[Collected data entries]
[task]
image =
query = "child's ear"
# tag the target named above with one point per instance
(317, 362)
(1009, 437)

--

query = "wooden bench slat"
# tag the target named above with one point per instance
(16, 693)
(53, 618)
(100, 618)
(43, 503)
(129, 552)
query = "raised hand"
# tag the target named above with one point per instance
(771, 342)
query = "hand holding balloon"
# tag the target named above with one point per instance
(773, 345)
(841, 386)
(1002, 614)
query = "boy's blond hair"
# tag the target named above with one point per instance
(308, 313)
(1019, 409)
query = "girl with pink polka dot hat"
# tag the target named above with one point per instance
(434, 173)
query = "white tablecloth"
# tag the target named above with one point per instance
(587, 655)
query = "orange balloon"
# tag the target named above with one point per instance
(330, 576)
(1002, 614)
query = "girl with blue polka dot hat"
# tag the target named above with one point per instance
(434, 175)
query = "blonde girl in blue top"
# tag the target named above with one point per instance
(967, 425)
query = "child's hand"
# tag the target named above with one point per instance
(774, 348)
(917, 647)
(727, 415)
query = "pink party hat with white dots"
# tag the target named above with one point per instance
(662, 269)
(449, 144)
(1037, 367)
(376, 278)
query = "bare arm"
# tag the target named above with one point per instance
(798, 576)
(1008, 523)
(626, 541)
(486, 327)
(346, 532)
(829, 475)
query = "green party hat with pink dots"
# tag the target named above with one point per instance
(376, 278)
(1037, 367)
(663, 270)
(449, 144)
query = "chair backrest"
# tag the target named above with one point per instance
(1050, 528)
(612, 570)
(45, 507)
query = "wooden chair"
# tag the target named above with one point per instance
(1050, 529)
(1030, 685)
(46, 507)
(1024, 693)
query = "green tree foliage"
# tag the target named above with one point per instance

...

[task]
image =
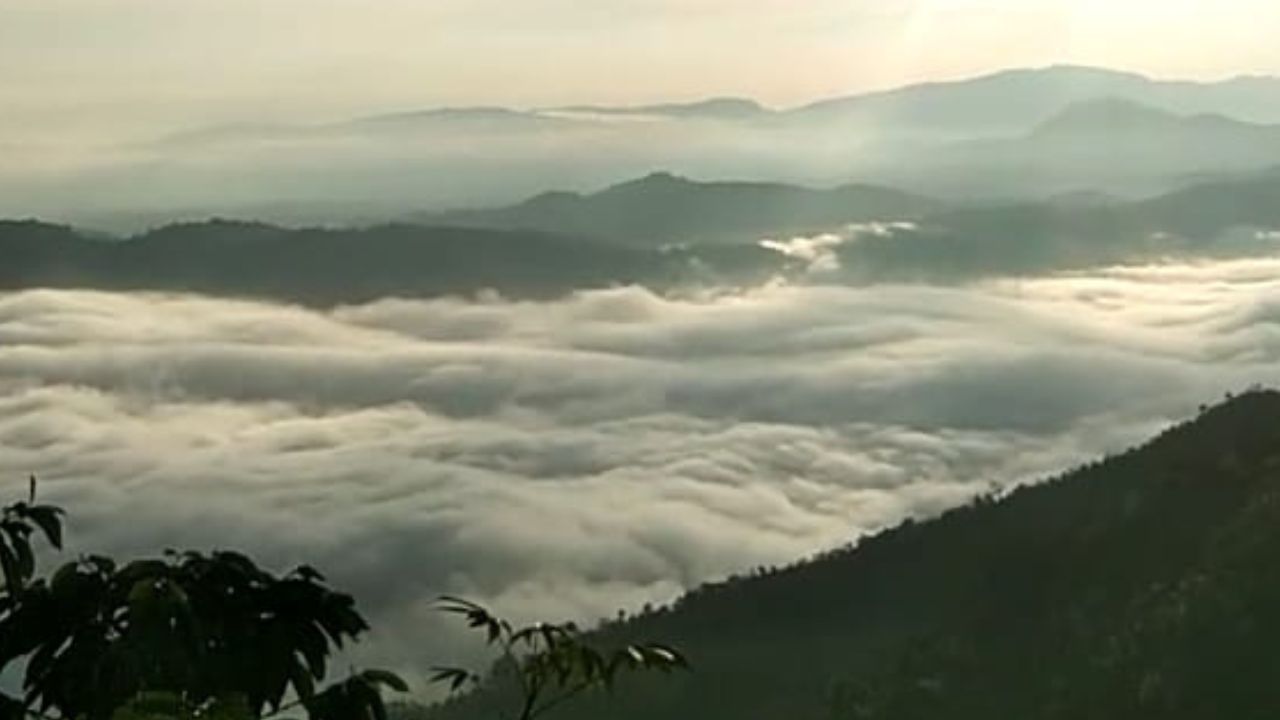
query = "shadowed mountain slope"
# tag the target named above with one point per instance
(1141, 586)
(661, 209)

> **Aim**:
State how many lines in the data above contain the string "white". Reply with the number alone.

> **Correct answer**:
2